▸ **Exercise description**:
Would you give the entries again word for word, with no pictures in the copy?
--- START ---
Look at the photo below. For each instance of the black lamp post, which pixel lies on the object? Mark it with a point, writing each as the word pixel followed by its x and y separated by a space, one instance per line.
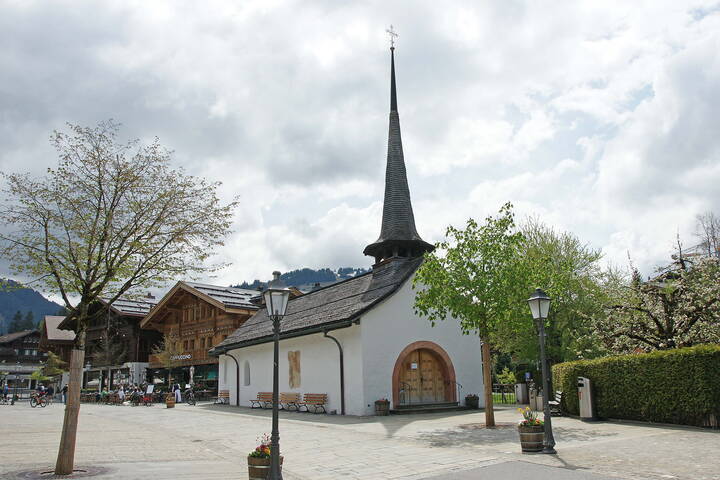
pixel 17 367
pixel 276 299
pixel 540 306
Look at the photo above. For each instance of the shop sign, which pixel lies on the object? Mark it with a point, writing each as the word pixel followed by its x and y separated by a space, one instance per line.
pixel 184 356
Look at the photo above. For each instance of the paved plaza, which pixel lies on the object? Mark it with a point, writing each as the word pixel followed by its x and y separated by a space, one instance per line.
--- END ---
▸ **Written solution**:
Look at the photo below. For each instance of the black lamp post, which pixel lies on the object? Mark it with a point, writing each as the word pixel followed by its x and y separated by a space, one instance per line.
pixel 17 367
pixel 276 299
pixel 540 306
Look at the photo above. For each instance of the shop sign, which pixel lies on the object? Mark it with a point, writing each as the word pixel followed by its x and y separated by a space, one instance per line.
pixel 184 356
Look at the photo above. For each instance of the paved plaza, which pixel lies on the object? Mark it with a point, writing each as the word pixel followed by its x and y separated by a space, one instance per line.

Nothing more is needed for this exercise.